* **Extracted records**:
== == ==

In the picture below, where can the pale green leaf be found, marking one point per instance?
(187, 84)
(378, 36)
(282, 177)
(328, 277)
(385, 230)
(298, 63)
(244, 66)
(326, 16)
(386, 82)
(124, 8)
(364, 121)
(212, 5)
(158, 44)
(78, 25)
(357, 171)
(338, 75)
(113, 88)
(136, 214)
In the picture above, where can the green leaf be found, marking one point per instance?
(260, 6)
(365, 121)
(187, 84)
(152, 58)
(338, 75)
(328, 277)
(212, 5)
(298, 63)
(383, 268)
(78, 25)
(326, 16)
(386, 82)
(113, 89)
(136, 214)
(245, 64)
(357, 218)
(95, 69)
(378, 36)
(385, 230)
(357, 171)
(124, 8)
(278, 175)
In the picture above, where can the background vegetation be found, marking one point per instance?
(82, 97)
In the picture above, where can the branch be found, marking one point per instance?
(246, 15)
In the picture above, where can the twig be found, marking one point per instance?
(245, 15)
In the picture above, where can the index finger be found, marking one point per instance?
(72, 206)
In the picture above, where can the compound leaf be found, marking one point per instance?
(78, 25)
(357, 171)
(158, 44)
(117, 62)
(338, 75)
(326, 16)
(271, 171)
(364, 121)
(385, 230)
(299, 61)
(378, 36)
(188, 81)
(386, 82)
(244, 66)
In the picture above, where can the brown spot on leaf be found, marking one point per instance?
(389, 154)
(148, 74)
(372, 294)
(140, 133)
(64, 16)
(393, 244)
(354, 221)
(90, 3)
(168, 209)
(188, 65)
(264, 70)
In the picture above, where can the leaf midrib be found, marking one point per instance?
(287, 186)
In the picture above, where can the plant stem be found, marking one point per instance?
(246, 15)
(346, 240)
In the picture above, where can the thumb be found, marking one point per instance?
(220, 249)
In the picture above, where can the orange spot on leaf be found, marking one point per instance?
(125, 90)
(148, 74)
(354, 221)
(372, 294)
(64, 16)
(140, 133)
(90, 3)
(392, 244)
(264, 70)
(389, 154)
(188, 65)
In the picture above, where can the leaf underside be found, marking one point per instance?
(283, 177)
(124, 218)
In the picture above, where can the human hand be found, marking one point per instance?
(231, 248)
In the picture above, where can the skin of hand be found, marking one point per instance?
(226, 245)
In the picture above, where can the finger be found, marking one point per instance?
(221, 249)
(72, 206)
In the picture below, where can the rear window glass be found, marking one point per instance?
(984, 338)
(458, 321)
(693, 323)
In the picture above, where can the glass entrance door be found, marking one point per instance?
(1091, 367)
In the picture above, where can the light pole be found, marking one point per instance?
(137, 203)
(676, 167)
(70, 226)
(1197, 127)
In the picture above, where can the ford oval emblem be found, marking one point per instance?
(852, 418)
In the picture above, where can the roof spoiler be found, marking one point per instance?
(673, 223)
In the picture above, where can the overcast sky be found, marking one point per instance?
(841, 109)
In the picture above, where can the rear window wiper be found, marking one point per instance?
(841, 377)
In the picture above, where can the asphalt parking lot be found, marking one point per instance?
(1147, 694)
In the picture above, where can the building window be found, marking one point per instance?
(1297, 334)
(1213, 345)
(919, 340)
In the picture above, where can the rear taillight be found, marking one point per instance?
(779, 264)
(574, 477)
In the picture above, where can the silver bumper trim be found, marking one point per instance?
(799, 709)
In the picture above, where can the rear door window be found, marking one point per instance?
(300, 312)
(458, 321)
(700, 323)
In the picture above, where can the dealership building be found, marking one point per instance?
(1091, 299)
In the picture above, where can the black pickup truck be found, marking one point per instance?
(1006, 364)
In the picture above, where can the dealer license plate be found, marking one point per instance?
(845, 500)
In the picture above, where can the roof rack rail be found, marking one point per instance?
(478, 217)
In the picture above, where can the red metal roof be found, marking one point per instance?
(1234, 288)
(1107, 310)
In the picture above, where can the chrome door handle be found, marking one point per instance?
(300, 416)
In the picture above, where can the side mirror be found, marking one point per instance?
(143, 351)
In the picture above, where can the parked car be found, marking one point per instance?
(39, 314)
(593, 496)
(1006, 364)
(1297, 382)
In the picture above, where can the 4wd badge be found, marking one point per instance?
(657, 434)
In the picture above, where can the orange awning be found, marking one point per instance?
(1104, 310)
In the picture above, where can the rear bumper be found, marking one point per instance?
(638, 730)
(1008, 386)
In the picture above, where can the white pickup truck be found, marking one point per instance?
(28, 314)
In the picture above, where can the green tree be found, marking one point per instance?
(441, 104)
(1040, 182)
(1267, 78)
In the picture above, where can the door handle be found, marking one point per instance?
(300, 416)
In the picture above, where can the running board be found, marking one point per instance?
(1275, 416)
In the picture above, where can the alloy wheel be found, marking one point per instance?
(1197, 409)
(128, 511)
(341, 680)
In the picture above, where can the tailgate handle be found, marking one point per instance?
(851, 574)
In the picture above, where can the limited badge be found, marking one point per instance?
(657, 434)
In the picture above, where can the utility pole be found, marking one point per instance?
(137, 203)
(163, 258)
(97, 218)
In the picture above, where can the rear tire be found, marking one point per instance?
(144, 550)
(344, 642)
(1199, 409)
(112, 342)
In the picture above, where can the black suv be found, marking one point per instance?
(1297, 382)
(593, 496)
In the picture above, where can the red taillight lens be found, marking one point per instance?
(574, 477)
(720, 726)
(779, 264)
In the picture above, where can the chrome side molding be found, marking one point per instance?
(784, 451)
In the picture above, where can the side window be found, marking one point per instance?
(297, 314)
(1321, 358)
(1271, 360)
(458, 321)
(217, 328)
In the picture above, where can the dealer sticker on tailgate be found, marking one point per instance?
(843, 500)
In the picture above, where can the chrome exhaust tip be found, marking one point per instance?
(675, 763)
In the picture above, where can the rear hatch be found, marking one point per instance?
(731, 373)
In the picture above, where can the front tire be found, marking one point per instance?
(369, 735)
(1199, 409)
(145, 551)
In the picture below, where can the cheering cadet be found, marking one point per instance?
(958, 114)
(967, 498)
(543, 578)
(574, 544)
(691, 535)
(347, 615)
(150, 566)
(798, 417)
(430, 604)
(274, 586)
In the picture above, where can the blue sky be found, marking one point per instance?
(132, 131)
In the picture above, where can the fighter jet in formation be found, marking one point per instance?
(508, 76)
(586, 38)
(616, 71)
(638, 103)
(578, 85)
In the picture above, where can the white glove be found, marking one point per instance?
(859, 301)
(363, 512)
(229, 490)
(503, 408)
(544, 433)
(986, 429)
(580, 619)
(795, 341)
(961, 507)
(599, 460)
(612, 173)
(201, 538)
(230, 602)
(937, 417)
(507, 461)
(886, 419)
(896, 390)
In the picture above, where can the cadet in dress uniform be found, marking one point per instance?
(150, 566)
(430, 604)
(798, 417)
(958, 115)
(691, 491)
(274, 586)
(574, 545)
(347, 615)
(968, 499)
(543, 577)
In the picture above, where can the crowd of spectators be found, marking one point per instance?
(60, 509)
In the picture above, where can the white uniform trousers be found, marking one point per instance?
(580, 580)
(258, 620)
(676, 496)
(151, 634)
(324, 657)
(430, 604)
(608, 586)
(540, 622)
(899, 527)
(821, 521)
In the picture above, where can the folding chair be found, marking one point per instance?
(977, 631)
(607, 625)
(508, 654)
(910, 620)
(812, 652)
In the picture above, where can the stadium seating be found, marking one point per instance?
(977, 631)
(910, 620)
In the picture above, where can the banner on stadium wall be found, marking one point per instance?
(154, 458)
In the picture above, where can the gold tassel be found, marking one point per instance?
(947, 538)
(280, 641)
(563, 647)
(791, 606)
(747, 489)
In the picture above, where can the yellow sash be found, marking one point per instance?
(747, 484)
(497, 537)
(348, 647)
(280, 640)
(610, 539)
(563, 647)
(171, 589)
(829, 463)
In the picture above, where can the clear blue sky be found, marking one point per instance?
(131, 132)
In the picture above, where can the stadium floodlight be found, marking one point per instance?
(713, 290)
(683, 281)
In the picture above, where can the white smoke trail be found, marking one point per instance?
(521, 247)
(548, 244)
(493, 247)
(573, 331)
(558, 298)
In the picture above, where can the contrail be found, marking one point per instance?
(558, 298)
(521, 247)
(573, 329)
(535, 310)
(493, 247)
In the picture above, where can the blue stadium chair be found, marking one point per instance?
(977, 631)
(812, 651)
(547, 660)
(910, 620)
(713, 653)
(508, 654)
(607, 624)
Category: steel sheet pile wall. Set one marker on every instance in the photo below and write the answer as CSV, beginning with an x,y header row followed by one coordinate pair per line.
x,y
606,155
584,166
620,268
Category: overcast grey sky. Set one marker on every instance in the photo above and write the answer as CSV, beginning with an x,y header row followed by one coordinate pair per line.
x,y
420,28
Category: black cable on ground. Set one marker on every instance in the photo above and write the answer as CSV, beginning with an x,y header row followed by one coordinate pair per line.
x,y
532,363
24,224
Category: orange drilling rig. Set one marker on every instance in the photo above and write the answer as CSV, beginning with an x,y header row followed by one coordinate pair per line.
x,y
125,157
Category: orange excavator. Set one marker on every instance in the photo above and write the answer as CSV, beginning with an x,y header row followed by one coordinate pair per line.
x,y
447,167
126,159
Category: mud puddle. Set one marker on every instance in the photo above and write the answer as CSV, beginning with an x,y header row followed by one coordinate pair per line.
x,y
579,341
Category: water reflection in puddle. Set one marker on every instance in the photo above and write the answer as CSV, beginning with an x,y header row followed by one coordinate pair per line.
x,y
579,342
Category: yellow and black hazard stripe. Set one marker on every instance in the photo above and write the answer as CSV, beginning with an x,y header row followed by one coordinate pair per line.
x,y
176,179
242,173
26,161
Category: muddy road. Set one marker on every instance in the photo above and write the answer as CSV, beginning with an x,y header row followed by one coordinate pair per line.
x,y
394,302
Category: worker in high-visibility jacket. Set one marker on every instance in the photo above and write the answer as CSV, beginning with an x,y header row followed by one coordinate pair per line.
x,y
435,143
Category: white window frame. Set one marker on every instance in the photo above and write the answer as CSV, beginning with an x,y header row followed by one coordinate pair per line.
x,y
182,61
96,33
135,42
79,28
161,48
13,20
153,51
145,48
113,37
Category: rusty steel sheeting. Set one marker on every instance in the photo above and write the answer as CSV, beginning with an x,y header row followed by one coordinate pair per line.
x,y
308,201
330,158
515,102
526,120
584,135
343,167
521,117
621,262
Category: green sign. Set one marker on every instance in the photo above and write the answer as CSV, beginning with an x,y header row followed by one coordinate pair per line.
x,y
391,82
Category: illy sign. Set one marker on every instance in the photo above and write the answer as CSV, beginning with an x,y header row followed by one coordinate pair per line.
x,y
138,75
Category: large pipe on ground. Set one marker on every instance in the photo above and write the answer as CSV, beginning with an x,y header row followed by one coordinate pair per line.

== == ==

* **About this exercise**: Each line from the one holding "Category: illy sign." to the end of the entries is to be written out exactly. Skip every line before it.

* **The answer**:
Category: illy sign. Set one marker on every instance in the photo above and write the answer as CSV, beginning with an x,y header row followed by one coordinate pair per line.
x,y
138,75
Category: large pipe on ground. Set one marker on every instance in the photo above and write the answer as CSV, beginning with an x,y header row followed by one coordinate pair per line.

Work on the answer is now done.